*** Excerpt provided ***

/gpt-2

GPT-2 built and trained from scratch in pure Pytorch.

Primary LanguagePython

GPT-2

GPT-2 model built and trained from scratch in pure Pytorch.

Usage

Inference

from gpt2 import GPT

gpt = GPT.build(
    max_length=1024,
    from_checkpoint="path/to/pretrained/weights",
)

# alternatively, you may pass as well
# gpt.load_checkpoint("path/to/pretrained/weights") or
# gpt.load_weights_from_hf() -> requires transformers library

gpt.generate(
    prompt="Once upon a time,  ", 
    max_len=128,
    do_sample=False,
    top_k=2,
    repetition_penalty=1.5,
    )

Training

The default datamodule assumes that the data is in the format of parquet files. The implementation of the Gepeto Dataset is found on gpt/modules/data/text_dataset.py.

*** End of Excerpt provided ***
*** Given information ***

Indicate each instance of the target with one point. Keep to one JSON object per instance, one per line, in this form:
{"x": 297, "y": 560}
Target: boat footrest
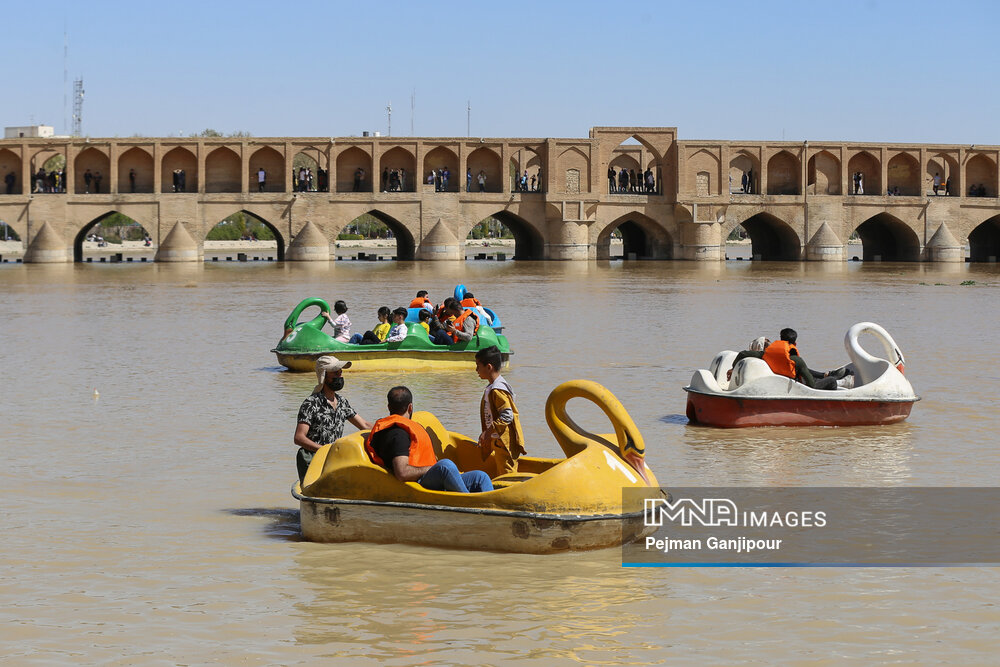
{"x": 511, "y": 478}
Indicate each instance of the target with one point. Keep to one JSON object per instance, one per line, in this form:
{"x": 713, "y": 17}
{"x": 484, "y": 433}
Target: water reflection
{"x": 802, "y": 456}
{"x": 415, "y": 605}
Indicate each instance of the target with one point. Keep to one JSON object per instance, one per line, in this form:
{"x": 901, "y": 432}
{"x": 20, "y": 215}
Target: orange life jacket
{"x": 471, "y": 303}
{"x": 420, "y": 302}
{"x": 778, "y": 356}
{"x": 421, "y": 451}
{"x": 460, "y": 320}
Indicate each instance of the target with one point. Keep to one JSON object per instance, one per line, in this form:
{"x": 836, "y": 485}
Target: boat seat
{"x": 512, "y": 478}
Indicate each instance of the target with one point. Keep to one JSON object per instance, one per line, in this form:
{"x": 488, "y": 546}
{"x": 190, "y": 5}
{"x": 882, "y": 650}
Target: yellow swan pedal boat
{"x": 548, "y": 505}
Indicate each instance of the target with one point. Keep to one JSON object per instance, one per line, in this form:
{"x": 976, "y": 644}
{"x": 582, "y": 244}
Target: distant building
{"x": 40, "y": 131}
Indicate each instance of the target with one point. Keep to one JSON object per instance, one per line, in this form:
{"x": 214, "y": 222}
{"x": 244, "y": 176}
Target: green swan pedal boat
{"x": 549, "y": 505}
{"x": 304, "y": 342}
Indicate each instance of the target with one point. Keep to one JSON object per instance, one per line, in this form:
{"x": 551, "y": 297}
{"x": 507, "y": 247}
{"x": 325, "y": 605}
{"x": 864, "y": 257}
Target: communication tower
{"x": 77, "y": 107}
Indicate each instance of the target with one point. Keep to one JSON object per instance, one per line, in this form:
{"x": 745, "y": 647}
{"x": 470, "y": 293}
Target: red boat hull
{"x": 732, "y": 412}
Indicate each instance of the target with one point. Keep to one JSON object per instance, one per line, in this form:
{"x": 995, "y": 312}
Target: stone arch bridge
{"x": 678, "y": 199}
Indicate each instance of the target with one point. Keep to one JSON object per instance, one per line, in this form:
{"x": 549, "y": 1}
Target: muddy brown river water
{"x": 153, "y": 524}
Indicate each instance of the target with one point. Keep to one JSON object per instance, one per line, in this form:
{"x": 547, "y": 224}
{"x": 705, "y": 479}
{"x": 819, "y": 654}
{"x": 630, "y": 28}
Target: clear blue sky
{"x": 865, "y": 70}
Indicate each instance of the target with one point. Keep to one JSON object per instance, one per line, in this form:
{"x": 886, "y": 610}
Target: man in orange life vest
{"x": 402, "y": 447}
{"x": 783, "y": 358}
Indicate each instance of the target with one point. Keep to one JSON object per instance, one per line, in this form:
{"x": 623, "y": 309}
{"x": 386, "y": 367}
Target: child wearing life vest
{"x": 501, "y": 440}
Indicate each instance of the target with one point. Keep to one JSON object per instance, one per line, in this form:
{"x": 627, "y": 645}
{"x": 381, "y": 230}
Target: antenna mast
{"x": 65, "y": 78}
{"x": 77, "y": 106}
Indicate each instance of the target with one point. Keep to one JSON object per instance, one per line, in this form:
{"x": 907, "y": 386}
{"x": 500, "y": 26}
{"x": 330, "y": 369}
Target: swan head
{"x": 633, "y": 452}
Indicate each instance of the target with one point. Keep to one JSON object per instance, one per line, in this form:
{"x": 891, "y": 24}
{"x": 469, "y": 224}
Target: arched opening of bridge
{"x": 48, "y": 172}
{"x": 823, "y": 173}
{"x": 10, "y": 172}
{"x": 634, "y": 236}
{"x": 11, "y": 246}
{"x": 984, "y": 241}
{"x": 113, "y": 237}
{"x": 981, "y": 176}
{"x": 885, "y": 238}
{"x": 398, "y": 171}
{"x": 92, "y": 169}
{"x": 638, "y": 154}
{"x": 310, "y": 171}
{"x": 267, "y": 171}
{"x": 244, "y": 236}
{"x": 441, "y": 169}
{"x": 627, "y": 174}
{"x": 945, "y": 168}
{"x": 744, "y": 173}
{"x": 135, "y": 171}
{"x": 179, "y": 171}
{"x": 484, "y": 166}
{"x": 374, "y": 234}
{"x": 771, "y": 239}
{"x": 783, "y": 174}
{"x": 525, "y": 170}
{"x": 903, "y": 176}
{"x": 864, "y": 174}
{"x": 354, "y": 171}
{"x": 502, "y": 230}
{"x": 222, "y": 171}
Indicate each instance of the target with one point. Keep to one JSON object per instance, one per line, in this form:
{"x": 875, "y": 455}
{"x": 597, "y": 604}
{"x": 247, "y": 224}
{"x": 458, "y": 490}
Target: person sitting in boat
{"x": 422, "y": 301}
{"x": 442, "y": 311}
{"x": 399, "y": 328}
{"x": 341, "y": 325}
{"x": 501, "y": 438}
{"x": 782, "y": 356}
{"x": 403, "y": 448}
{"x": 376, "y": 335}
{"x": 322, "y": 415}
{"x": 470, "y": 301}
{"x": 435, "y": 330}
{"x": 462, "y": 324}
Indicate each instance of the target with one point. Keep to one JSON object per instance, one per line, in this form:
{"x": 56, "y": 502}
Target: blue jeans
{"x": 444, "y": 476}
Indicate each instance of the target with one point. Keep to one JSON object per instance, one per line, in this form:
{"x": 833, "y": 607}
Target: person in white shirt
{"x": 399, "y": 329}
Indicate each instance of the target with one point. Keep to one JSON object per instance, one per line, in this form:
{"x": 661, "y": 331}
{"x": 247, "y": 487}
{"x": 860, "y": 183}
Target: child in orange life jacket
{"x": 501, "y": 438}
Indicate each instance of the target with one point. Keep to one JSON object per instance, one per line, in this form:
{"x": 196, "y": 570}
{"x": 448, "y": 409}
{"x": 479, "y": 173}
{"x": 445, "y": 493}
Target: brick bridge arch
{"x": 642, "y": 236}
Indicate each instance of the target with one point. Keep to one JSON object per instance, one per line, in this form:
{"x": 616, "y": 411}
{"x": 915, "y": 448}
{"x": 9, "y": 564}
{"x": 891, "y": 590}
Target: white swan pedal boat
{"x": 755, "y": 396}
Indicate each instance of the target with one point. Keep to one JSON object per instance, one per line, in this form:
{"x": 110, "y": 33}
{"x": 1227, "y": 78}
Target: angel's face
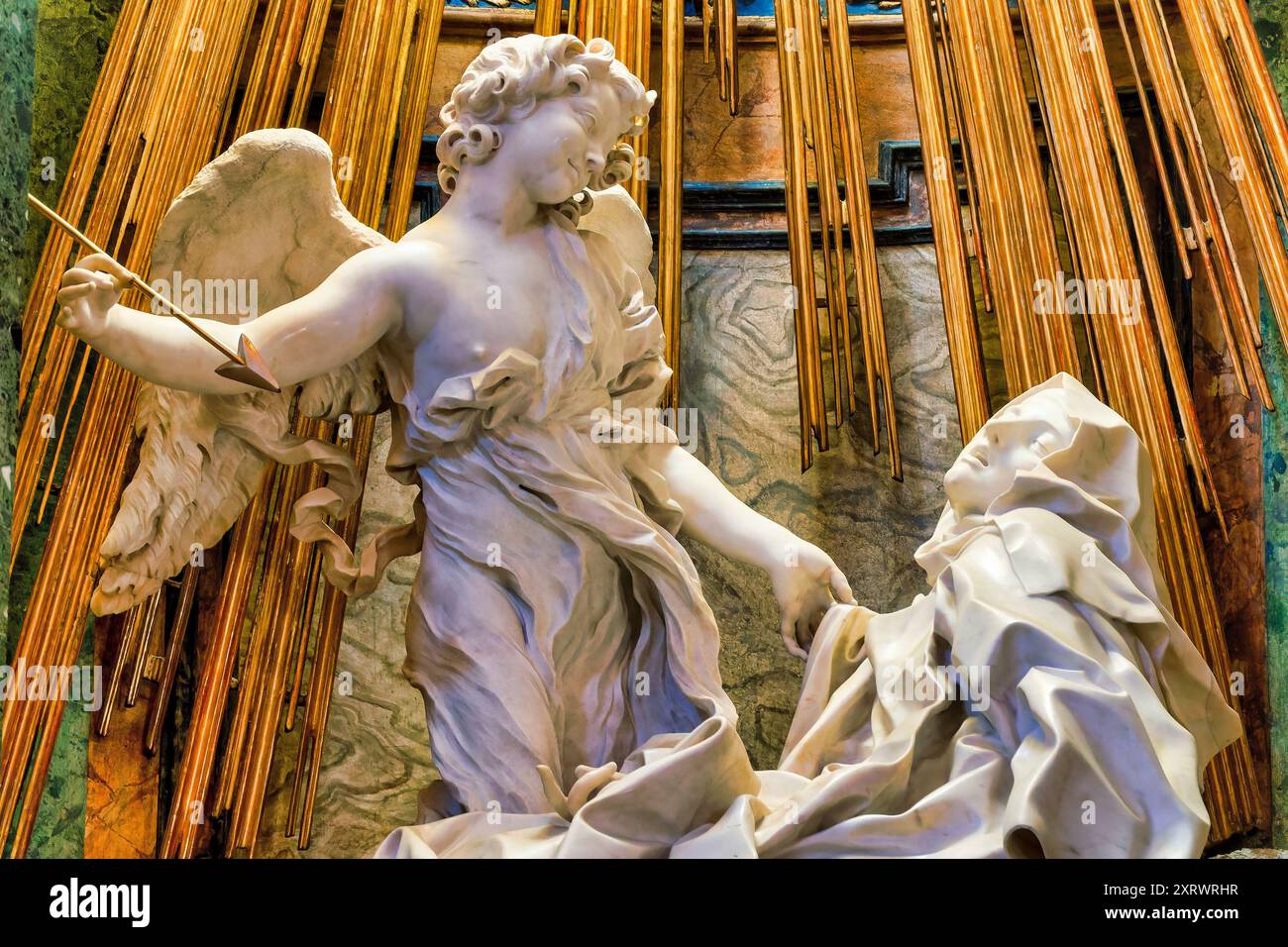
{"x": 1013, "y": 441}
{"x": 555, "y": 151}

*** End of Given information ***

What to do:
**A)** List every keyword argument passed to gpt.generate in the GPT-2 text.
**B)** In the GPT-2 text, reproduce the part that opens with the words "The default datamodule" and closes with "found on gpt/modules/data/text_dataset.py.", swapping "parquet" for "CSV".

Solutions by task:
**A)** prompt, max_len, do_sample, top_k, repetition_penalty

**B)**
The default datamodule assumes that the data is in the format of CSV files. The implementation of the Gepeto Dataset is found on gpt/modules/data/text_dataset.py.